The exercise
Can you recast the part of the items that opens with the line containing "form: x=258 y=258." and closes with the line containing "x=339 y=105" as a Markdown table with the columns Row and Line, numbering each line and leaving out blank ones?

Material for this exercise
##########

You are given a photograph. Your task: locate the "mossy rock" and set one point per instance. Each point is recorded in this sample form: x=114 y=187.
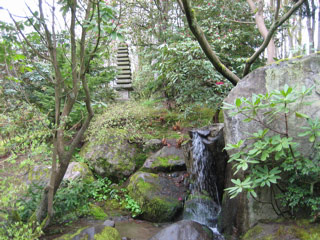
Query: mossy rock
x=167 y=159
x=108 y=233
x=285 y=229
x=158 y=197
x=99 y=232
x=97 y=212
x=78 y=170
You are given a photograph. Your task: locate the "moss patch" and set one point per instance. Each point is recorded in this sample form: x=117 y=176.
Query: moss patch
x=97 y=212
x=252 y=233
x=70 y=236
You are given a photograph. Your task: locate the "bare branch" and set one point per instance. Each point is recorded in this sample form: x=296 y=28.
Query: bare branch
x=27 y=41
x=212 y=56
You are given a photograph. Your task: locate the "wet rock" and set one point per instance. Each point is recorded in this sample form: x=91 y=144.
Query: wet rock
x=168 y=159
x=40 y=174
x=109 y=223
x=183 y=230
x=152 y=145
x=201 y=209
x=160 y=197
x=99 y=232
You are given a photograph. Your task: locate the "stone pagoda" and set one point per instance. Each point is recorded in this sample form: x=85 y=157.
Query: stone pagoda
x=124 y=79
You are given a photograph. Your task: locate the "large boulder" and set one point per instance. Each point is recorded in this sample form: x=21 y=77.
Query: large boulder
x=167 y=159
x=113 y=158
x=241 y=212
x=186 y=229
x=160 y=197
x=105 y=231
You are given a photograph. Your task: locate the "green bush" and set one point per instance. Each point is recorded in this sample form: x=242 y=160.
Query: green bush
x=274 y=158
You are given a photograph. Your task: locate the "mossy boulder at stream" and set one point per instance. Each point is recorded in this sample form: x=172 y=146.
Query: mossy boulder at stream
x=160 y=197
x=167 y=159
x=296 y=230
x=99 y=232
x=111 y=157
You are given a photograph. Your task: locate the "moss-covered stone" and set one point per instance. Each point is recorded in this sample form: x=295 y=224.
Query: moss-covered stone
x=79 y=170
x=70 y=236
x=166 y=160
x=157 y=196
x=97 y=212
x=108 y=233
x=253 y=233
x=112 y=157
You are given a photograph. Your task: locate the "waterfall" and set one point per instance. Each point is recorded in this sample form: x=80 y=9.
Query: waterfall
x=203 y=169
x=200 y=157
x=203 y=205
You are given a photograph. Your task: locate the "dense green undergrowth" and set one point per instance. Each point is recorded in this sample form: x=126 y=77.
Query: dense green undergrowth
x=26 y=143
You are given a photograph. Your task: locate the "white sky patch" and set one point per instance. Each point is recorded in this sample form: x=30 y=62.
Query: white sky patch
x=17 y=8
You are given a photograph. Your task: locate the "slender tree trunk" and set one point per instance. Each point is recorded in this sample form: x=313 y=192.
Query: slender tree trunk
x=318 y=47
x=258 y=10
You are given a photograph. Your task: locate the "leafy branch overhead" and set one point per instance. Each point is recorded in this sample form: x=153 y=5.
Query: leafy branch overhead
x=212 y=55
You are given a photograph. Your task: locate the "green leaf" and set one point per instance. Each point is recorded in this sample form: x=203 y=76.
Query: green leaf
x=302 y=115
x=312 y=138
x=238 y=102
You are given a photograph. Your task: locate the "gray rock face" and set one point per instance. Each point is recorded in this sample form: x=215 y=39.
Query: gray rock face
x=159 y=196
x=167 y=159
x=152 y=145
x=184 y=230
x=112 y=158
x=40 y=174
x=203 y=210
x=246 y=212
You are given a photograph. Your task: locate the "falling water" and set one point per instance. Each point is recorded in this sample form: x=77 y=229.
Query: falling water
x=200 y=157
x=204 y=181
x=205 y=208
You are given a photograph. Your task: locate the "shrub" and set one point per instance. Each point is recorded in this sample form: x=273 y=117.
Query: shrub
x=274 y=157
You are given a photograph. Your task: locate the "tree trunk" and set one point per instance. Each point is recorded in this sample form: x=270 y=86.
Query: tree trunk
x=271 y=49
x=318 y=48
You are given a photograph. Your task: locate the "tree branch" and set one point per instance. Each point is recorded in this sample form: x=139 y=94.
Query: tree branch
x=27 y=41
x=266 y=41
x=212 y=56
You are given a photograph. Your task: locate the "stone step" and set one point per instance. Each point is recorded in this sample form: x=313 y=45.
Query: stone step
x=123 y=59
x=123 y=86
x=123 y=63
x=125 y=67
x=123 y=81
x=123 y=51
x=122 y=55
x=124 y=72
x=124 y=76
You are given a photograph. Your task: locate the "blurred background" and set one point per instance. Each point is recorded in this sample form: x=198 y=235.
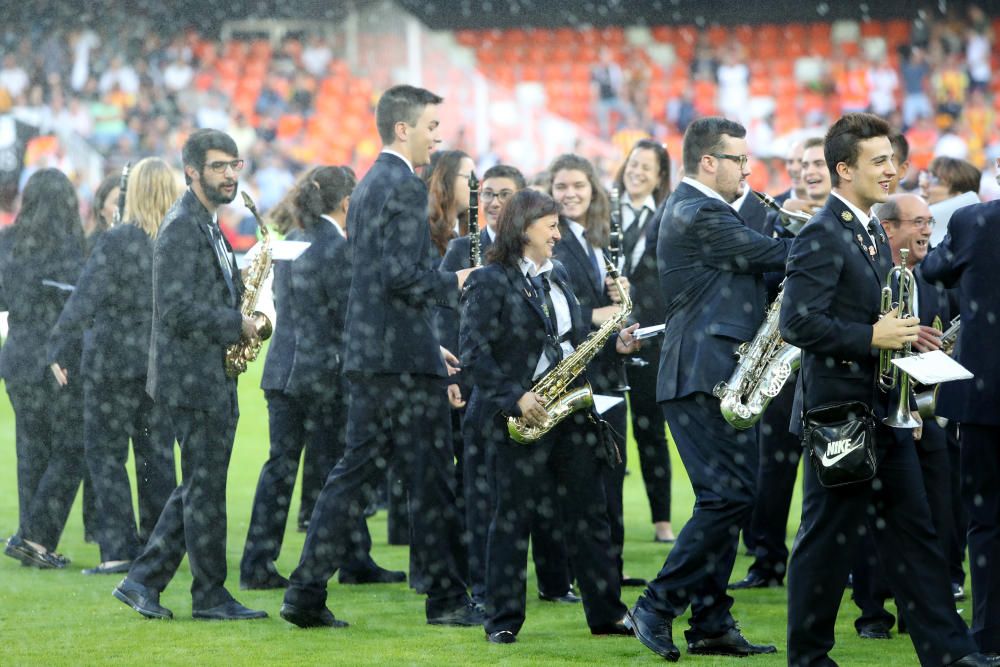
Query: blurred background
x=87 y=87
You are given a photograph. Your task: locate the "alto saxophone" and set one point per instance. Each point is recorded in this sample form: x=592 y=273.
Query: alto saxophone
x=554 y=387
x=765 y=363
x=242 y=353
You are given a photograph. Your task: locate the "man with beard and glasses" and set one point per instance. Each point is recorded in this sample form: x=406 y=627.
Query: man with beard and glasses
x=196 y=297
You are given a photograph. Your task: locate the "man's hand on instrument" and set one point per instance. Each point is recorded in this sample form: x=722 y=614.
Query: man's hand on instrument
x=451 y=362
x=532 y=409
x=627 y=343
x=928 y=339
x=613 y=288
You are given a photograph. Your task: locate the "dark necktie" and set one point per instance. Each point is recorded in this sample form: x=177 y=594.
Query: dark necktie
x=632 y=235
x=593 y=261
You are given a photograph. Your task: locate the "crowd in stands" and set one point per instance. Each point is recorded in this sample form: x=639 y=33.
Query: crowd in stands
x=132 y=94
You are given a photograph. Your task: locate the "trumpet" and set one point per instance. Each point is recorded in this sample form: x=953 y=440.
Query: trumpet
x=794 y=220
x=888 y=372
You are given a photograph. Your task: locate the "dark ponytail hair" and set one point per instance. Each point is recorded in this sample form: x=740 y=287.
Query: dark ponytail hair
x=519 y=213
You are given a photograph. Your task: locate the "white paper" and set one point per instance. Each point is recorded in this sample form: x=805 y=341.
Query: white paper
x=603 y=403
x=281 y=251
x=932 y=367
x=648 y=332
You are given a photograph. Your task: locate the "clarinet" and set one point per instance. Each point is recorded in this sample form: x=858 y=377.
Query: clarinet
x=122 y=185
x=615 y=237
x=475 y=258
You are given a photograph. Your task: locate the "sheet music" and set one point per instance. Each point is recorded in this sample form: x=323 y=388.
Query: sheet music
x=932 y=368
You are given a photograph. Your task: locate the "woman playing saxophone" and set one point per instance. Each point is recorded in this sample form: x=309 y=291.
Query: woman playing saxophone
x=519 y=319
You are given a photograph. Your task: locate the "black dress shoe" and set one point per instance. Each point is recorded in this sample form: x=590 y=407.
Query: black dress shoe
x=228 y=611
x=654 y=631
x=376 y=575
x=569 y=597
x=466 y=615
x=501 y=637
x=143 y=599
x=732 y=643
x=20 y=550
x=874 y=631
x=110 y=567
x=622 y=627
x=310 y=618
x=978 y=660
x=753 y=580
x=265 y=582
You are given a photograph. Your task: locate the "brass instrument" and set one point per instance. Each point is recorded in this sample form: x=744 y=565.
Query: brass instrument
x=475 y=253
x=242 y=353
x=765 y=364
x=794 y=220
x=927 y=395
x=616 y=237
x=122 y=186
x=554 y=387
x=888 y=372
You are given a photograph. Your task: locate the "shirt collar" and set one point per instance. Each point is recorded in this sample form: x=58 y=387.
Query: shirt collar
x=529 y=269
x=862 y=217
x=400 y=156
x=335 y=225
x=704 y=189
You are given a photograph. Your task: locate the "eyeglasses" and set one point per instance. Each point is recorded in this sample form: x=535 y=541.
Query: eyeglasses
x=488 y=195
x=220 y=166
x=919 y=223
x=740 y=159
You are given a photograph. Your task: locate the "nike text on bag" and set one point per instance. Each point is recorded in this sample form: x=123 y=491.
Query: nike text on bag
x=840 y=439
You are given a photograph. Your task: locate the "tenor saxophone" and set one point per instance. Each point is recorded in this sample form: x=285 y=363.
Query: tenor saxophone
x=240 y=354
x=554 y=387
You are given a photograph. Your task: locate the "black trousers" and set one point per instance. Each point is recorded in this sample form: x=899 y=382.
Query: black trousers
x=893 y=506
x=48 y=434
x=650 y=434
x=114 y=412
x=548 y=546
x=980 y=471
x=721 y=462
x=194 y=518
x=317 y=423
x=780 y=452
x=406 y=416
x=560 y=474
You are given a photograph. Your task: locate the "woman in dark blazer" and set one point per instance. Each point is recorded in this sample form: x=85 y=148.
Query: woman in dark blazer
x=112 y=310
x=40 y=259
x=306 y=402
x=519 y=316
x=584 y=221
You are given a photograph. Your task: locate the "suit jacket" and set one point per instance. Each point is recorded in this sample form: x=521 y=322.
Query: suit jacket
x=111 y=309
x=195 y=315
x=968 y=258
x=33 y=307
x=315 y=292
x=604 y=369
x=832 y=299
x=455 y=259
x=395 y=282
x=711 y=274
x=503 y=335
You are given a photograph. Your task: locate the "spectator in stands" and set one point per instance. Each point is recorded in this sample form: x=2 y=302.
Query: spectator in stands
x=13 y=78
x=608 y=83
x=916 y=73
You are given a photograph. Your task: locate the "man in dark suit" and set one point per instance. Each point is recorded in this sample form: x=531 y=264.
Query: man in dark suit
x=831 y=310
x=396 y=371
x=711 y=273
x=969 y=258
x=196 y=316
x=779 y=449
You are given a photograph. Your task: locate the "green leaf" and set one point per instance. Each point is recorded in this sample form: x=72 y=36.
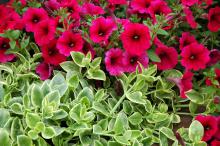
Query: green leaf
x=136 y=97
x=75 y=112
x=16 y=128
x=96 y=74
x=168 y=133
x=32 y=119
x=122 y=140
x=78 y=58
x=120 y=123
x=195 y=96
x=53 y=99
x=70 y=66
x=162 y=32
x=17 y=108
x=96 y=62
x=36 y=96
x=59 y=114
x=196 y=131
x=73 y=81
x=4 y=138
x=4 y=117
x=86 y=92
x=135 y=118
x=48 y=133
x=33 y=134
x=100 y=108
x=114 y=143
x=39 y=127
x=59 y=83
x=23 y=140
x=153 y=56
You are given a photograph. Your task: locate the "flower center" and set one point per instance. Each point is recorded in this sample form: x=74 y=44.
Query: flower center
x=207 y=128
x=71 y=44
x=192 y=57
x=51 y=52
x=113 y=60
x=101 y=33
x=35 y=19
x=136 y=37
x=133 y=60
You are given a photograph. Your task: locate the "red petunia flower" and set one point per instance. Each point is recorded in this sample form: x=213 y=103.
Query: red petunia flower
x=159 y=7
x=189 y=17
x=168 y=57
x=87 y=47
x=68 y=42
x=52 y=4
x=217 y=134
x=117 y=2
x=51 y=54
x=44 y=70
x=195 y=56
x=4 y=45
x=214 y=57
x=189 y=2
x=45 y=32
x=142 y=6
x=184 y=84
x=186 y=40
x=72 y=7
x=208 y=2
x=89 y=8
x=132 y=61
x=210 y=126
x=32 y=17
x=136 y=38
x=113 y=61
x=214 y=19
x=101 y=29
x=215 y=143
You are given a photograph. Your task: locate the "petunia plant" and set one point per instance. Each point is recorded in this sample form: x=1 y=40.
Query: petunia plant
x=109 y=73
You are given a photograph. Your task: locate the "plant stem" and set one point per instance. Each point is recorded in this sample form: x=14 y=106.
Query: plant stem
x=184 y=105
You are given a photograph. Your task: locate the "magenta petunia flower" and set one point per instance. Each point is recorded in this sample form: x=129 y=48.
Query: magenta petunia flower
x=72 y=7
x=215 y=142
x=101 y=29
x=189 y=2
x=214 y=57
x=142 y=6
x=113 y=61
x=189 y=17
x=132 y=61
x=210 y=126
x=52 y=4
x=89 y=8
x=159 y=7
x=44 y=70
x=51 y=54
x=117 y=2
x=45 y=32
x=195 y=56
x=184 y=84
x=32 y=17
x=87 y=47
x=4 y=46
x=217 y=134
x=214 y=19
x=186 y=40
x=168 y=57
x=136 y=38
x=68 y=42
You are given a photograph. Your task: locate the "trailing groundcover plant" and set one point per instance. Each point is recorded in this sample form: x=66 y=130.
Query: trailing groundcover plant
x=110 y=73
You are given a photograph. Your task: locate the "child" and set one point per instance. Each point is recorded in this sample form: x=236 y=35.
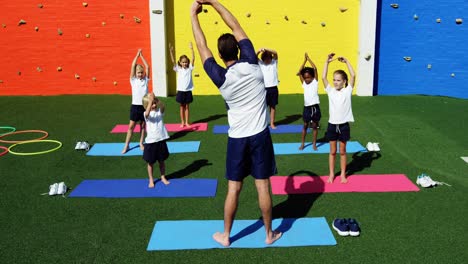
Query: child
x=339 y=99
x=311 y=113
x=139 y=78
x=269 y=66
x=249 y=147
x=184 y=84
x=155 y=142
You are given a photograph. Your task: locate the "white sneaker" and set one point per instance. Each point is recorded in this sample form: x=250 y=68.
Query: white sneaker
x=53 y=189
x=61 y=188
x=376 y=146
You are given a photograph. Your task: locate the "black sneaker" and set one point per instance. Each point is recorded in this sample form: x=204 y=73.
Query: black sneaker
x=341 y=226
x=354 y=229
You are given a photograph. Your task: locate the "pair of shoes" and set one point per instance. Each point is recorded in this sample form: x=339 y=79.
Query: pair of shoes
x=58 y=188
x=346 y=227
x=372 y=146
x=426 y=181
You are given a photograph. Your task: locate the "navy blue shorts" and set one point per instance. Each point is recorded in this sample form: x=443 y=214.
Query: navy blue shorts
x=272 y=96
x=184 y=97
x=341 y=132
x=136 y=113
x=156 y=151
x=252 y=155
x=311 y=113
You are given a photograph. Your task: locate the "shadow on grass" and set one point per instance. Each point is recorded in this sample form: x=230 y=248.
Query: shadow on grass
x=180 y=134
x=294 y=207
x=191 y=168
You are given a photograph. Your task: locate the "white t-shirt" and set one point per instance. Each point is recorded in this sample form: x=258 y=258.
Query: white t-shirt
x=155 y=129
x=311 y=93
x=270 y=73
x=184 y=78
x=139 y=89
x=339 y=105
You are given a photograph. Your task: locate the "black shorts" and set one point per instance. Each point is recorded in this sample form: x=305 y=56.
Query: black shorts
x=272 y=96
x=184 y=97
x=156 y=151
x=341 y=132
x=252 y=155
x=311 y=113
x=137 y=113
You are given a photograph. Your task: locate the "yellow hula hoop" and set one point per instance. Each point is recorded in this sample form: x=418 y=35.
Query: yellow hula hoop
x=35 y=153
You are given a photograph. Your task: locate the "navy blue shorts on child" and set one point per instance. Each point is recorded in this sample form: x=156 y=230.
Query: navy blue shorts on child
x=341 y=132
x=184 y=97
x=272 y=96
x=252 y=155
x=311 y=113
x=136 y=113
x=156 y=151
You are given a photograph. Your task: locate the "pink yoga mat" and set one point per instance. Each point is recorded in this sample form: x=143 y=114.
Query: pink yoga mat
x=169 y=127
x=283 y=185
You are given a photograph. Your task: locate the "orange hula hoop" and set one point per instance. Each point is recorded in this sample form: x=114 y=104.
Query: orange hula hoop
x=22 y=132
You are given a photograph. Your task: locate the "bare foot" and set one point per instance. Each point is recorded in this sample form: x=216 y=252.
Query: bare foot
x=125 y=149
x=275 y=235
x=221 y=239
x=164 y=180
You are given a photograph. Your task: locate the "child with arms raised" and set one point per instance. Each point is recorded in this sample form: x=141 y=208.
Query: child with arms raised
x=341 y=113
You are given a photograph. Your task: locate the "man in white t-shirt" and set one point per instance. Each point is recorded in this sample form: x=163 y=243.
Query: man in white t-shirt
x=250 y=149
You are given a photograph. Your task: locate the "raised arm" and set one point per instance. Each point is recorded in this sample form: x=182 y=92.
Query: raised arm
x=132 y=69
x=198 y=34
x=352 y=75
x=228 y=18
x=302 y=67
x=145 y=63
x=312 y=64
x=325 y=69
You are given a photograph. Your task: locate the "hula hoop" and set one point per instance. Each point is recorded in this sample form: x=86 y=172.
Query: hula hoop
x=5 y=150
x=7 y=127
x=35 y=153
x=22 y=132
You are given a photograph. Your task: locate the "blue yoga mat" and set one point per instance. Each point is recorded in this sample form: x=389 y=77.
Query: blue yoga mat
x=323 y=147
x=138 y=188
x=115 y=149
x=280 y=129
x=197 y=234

##########

Output of the task
| Row | Line |
|---|---|
| 1 | You are given a photograph. Your task: locate the "white t-shirt" and set one point per instance. Each point is recorded in this sample form: x=258 y=258. |
| 2 | Query: white t-shirt |
| 3 | x=155 y=129 |
| 4 | x=311 y=93 |
| 5 | x=270 y=73 |
| 6 | x=184 y=78 |
| 7 | x=139 y=89 |
| 8 | x=339 y=105 |